» **What is needed**: Gather every line in the data below that contains the word "water" and copy each one out in full.

-- Start of Information provided --

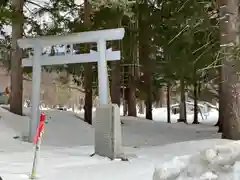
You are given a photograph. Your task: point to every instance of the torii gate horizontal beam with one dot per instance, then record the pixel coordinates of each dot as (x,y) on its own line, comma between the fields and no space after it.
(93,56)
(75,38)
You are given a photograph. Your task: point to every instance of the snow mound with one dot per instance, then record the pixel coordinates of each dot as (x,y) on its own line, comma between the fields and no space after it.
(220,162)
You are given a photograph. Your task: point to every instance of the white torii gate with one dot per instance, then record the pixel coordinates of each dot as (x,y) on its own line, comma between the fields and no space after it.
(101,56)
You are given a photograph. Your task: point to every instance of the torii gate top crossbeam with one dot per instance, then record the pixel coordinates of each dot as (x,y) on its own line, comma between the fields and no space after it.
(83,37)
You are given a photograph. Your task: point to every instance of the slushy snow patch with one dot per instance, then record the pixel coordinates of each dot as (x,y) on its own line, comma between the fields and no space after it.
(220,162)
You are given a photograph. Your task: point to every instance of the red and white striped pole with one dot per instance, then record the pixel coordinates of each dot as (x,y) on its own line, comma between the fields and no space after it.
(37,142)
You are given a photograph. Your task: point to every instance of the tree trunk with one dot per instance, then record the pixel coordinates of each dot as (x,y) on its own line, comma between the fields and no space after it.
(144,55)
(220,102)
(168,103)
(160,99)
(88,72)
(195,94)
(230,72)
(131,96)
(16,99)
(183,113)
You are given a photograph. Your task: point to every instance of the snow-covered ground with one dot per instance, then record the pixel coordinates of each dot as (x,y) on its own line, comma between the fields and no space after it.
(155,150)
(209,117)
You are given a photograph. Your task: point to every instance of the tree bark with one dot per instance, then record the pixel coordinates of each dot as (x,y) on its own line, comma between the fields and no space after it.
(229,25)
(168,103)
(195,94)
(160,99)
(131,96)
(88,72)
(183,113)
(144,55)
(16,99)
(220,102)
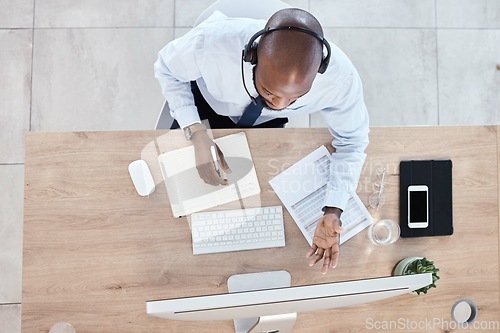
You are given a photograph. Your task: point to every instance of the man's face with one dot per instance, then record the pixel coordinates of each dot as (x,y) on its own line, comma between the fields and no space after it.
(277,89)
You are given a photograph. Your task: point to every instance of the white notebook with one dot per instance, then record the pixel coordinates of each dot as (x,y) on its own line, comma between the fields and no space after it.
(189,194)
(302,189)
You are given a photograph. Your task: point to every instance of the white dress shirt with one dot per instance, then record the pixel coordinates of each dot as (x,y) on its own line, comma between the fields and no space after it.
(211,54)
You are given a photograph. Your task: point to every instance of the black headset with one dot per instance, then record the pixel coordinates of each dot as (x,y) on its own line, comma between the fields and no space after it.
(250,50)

-- End of Information provided --
-- Start of Information provided --

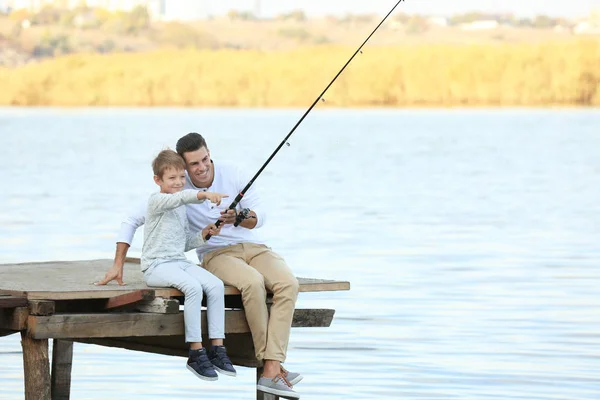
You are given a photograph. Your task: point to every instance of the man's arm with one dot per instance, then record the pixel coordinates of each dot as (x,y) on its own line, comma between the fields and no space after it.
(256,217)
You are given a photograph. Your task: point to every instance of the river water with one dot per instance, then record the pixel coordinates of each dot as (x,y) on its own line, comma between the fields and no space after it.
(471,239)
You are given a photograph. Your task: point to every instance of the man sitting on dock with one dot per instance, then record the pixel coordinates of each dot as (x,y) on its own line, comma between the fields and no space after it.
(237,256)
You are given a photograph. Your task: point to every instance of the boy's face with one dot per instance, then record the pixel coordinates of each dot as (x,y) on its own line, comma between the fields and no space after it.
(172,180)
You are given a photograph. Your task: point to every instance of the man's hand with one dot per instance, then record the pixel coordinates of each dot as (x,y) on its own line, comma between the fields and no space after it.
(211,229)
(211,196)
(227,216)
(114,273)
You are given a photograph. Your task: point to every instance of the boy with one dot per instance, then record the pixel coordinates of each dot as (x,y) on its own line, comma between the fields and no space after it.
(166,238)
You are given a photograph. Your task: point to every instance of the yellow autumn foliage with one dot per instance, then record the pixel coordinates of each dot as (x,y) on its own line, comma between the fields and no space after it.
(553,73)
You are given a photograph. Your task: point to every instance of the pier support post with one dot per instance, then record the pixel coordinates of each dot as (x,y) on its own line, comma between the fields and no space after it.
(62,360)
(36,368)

-- End of Information provided --
-- Start of Information provided --

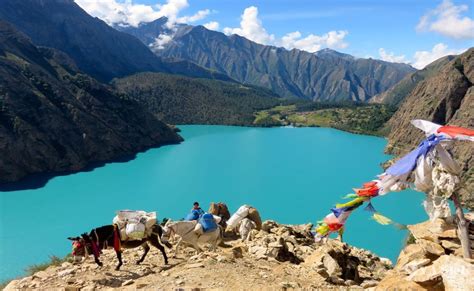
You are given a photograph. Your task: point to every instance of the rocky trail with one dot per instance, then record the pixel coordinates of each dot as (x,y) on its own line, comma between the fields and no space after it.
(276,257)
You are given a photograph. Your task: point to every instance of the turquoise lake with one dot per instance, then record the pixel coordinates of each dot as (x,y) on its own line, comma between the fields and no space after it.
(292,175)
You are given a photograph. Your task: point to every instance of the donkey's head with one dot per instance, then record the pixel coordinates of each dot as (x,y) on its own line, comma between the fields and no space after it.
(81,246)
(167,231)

-- End of Information provided --

» **Task solution**:
You are given a photograph. Your task: point to every instance of the river water with one dot per instance, then record the pixel coordinates of each dot as (x,y) on its own line, comma between the fields and no space after it.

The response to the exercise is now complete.